*** Page text Section Begins ***
Last reviewed 07/2021

  • 'Enthesitis' is the term used to describe inflammation at tendon, ligament or joint capsule insertions
    • thus applies to disease associated with the spondyloarthritides (SpA) including ankylosing spondylitis, psoriatic arthritis, reactive arthritis and undifferentiated SpA
    • term 'enthesopathy', however, has a wider meaning and designates all pathological abnormalities of insertions including inflammatory changes and degenerative problems
    • enthesitis may manifest as pain, protracted stiffness and prominent swelling of large insertions, including those of the Achilles and patellar tendons

  • Entheses
    • there are two types of enthesis: fibrous and fibrocartilaginous
      • fibrous tissue of the tendon or ligament extends all the way up to the bone, but at the latter there is a small plug of fibrocartilage at the attachment site itself
      • most entheses of rheumatological significance are fibrocartilaginous
        • presence of this tissue at an enthesis stiffens the tendon/ligament and thus helps to create a more gradual change in mechanical properties between soft and hard tissues
        • especially an enthesis ensures that any bending of the tendon/ligament fibres during joint movements is spread gently away from the bone - thus dissipating stress concentration

  • when is enthesitis inflammatory and when is it mechanically induced?
*** Page text Section Ends ***
*** Listed records Section Begins ***
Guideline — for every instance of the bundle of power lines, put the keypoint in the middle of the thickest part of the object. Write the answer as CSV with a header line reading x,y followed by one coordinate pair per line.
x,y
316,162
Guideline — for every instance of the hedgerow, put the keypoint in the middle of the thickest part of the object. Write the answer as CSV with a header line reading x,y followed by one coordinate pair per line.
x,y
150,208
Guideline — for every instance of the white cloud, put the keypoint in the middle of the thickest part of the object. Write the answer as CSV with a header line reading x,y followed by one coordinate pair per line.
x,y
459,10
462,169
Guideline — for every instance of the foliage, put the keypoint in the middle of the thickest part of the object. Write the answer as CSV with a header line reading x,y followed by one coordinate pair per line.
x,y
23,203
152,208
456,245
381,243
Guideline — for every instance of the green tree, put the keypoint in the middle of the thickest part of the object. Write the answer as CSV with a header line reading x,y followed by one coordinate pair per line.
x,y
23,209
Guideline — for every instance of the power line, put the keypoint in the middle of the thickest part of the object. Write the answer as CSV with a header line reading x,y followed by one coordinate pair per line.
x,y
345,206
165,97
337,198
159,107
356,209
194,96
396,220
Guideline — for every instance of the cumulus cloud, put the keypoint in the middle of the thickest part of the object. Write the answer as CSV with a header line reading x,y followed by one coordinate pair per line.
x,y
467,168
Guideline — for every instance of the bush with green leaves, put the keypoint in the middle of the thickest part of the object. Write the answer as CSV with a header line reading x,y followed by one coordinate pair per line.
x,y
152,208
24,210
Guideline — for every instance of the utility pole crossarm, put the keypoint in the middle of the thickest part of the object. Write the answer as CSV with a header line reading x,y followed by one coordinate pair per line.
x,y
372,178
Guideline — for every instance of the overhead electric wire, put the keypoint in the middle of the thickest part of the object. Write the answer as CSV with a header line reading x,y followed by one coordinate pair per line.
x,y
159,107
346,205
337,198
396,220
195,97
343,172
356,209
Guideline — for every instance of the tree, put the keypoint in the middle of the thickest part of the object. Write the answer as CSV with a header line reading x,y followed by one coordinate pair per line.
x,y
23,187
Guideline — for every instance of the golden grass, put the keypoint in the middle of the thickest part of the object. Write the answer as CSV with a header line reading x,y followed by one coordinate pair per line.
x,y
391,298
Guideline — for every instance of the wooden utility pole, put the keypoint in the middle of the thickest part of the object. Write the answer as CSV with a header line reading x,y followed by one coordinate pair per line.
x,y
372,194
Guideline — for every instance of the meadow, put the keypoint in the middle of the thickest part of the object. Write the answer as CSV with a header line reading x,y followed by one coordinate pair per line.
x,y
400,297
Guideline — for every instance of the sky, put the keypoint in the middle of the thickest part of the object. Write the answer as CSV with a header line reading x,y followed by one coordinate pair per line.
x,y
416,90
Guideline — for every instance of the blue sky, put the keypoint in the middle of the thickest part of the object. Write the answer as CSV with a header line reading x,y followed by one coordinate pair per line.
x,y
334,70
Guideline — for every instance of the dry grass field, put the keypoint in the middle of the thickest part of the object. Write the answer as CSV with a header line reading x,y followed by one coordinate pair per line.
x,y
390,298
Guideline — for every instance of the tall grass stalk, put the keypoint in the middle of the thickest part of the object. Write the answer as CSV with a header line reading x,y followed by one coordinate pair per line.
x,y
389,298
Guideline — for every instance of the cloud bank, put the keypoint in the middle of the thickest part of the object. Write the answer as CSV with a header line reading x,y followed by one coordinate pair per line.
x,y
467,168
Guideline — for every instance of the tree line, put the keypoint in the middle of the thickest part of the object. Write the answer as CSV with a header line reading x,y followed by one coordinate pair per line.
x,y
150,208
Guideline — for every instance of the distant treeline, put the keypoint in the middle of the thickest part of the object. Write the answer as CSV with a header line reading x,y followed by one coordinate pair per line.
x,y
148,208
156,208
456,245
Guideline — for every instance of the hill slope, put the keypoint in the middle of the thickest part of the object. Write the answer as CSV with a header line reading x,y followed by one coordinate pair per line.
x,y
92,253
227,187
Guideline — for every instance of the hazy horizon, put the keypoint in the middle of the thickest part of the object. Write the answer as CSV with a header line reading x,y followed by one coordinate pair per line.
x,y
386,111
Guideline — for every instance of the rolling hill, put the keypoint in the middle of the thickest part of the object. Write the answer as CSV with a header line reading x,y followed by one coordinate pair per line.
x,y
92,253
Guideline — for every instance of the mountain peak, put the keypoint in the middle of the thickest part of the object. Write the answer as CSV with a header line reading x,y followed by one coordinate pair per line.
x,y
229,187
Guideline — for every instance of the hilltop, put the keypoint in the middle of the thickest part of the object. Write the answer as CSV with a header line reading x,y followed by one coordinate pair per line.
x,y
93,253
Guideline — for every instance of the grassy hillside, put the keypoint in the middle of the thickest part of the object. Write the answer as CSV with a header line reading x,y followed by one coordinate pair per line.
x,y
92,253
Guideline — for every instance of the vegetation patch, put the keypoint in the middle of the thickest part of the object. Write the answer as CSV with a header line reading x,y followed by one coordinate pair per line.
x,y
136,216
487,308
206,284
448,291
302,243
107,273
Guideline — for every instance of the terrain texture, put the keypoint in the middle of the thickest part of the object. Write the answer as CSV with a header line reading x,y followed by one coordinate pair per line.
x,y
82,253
*** Listed records Section Ends ***
**Using the information**
A: From the enthesitis notes, list every condition named as one of the spondyloarthritides.
B: Extend the enthesitis notes onward from their final line.

**Activity answers**
A: Ankylosing spondylitis, psoriatic arthritis, reactive arthritis and undifferentiated SpA.

B:
    • mechanically-related tendinopathy or enthesopathy may occur from injury, including sports-related activity. Imaging studies may confirm the presence of entheseal pathology but the appearances, whether at the annulus or bone-disc interfaces in the spine or the plantar fascia, may be similar in both mechanical and inflammatory disease
      • in the case of the Achilles tendon, degenerative tendon disease typically occurs 2-6 cm proximal to the enthesis itself, whereas inflammatory disease is based around the insertion and adjacent bone
      • both inflammatory and degenerative enthesopathy share common features
        • entheses are sites of high mechanical stressing and with age normal entheses are subject to wear and tear; thus degenerative changes occur at their fibrocartilages that are similar to those seen in osteoarthritic articular cartilage

  • imaging in enthesitis
    • if axial skeleton enthesitis is suspected then MRI is the modality of choice
    • if peripheral skeleton enthesitis is suspected then ultrasound is the preferred method
      • for some synovial joints, including the hip and knee, where the insertions (including those of the cruciate ligaments) may be inaccessible to the probe, MRI is the test of choice

  • treatment of inflammatory enthesitis
    • reduction of biomechanical stresses by such means as insoles and cushioning should be used where appropriate
    • local corticosteroid injections often help if anti-inflammatory agents fail to alleviate pain associated with isolated enthesitis
    • for isolated severe inflammatory enthesitis with soft tissue swelling, anti-TNF agents have been shown to be effective in case series - however, use of biologic therapies within the UK health service and elsewhere is restricted and there are currently no specific guidelines for the use of these agents for isolated enthesitis
    • in the past local radiotherapy has been used with some success, especially with disabling heel enthesitis
    • often, treatment of inflammatory enthesitis is simply part of the treatment of an associated polyarthritis where agents including sulfasalazine and methotrexate are used


  • 1) Arthritis Research Campaign (2009). Topical Review - Entheses, enthesitis and enthesopathy.